_TAREAS PENDIENTES_
A – Según el texto sobre los gobiernos tecnocráticos en Europa, ¿qué cargo ocupó antes Lucas Papademos?
B – Reanuda el texto sobre los gobiernos tecnocráticos en Europa a partir de su última oración.

COPENHAGUE -- ¿Está el supuesto “déficit democrático” de la Unión Europea extendiéndose ahora a los países europeos por separado a raíz de la crisis de la deuda soberana? El ascenso de tecnócratas no elegidos al poder político en Grecia y en Italia indica, al menos superficialmente, que se ha acabado con el antiguo tabú contra la aplicación por los gobiernos tecnocráticos de un programa dictado por la UE.
Pensemos en Italia. La mayoría de los italianos lanzaron un suspiro colectivo de alivio porque un tecnócrata por excelencia, el ex Comisario europeo Mario Monti, economista respetado, va a substituir al tres veces Primer Ministro Silvio Berlusconi. También Grecia va a entregar las riendas del gobierno a un tecnócrata no elegido y supuestamente apolítico, Lucas Papademos, ex Vicepresidente del Banco Central Europeo.

_DATOS PROPORCIONADOS_
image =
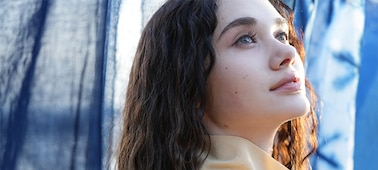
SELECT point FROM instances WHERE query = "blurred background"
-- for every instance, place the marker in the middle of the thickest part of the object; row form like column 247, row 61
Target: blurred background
column 64, row 68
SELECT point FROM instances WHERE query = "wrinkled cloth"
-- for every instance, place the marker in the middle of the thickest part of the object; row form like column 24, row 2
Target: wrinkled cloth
column 52, row 67
column 341, row 40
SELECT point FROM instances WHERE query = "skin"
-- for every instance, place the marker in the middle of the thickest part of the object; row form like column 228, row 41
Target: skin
column 251, row 58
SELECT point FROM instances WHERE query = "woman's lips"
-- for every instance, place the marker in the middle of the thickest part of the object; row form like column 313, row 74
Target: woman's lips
column 289, row 83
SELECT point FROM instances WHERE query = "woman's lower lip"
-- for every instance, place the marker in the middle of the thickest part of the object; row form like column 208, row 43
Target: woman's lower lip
column 289, row 87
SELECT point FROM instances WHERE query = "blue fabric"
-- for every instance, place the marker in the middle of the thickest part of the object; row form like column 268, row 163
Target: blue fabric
column 52, row 69
column 366, row 137
column 342, row 64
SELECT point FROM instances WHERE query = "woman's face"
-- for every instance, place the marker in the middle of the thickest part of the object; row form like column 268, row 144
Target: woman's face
column 258, row 77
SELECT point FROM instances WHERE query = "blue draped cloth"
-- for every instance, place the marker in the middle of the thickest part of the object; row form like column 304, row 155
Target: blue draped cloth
column 53, row 58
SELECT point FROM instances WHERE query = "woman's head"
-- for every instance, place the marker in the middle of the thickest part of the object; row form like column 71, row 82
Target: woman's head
column 176, row 79
column 258, row 77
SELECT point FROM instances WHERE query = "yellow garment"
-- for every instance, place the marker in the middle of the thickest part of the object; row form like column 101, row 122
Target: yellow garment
column 236, row 153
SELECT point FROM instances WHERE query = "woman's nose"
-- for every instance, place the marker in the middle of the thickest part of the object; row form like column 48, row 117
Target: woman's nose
column 282, row 56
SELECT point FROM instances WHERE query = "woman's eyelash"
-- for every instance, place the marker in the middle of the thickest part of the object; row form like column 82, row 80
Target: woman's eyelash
column 282, row 36
column 248, row 38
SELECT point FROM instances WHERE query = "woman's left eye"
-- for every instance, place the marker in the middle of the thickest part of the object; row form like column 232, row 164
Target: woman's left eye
column 282, row 36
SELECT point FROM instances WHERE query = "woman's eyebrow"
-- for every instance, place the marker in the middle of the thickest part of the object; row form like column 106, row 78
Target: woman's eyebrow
column 244, row 21
column 282, row 22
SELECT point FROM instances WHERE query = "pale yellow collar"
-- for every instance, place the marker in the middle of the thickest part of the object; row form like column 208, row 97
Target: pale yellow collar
column 231, row 152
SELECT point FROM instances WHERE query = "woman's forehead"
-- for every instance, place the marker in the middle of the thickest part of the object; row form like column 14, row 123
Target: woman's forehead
column 230, row 10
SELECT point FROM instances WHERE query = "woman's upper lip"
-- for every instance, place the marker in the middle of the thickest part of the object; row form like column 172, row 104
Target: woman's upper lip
column 288, row 78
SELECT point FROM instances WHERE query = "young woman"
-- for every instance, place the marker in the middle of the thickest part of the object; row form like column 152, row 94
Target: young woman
column 218, row 84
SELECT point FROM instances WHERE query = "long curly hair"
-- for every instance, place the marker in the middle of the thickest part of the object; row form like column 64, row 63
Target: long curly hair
column 165, row 101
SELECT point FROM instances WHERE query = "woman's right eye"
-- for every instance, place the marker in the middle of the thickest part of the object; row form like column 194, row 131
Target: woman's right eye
column 246, row 39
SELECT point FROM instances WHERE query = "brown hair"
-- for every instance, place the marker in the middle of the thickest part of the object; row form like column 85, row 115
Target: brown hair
column 166, row 99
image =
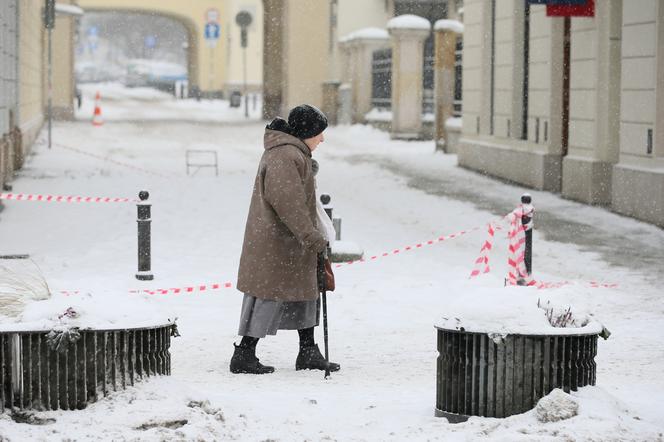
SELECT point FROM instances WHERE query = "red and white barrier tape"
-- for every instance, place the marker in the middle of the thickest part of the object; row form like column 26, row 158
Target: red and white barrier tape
column 63, row 199
column 516, row 274
column 172, row 290
column 108, row 160
column 408, row 248
column 185, row 290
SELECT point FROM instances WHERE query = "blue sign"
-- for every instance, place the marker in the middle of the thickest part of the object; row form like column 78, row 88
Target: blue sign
column 558, row 2
column 212, row 31
column 150, row 41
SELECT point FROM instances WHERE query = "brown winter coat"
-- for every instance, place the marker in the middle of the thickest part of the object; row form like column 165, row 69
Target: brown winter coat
column 281, row 239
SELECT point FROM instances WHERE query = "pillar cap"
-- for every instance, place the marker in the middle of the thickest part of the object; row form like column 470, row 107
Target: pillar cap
column 449, row 25
column 366, row 34
column 409, row 22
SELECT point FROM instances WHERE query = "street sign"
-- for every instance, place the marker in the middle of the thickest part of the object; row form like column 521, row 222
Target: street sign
column 150, row 41
column 212, row 31
column 212, row 15
column 243, row 19
column 584, row 9
column 49, row 14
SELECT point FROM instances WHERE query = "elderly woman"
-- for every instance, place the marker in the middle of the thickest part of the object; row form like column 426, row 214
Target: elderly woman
column 282, row 241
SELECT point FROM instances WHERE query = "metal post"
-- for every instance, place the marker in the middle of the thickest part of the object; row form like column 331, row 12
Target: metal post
column 244, row 75
column 50, row 84
column 326, row 199
column 144, row 220
column 527, row 221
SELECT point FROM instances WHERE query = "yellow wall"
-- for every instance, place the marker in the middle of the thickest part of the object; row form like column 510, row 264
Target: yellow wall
column 306, row 52
column 63, row 64
column 31, row 67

_RESULTADOS_
A – Fue Vicepresidente del Banco Central Europeo.

B –
Naturalmente, la UE actual tiene muchos fallos, pero una ampliación de su llamado “déficit democrático” no es uno de ellos. De hecho, ese déficit sentido es una patraña políticamente conveniente. Académicos como Andrew Moravcsik, de la Universidad de Princeton, han sostenido desde hace mucho que la legitimidad de la UE no procede de las urnas, sino de su capacidad para brindar beneficios concretos a los ciudadanos. Lo que la UE logra mediante los mercados integrados –o incluso la eliminación del control de pasaportes– pone de relieve los beneficios de su “democracia delegada”.
De hecho, la distancia de los eurócratas de la política cotidiana ha sido precisamente lo que ha permitido a la UE dar resultados. Al contrario de lo que despotrican los políticos euroescépticos de Gran Bretaña y, cada vez más, los países miembros de la zona del euro, el desencanto cada vez mayor de los votantes con la política refleja la distancia en aumento entre las promesas y los resultados, no la distancia entre los funcionarios de la UE y los ciudadanos de los Estados miembros.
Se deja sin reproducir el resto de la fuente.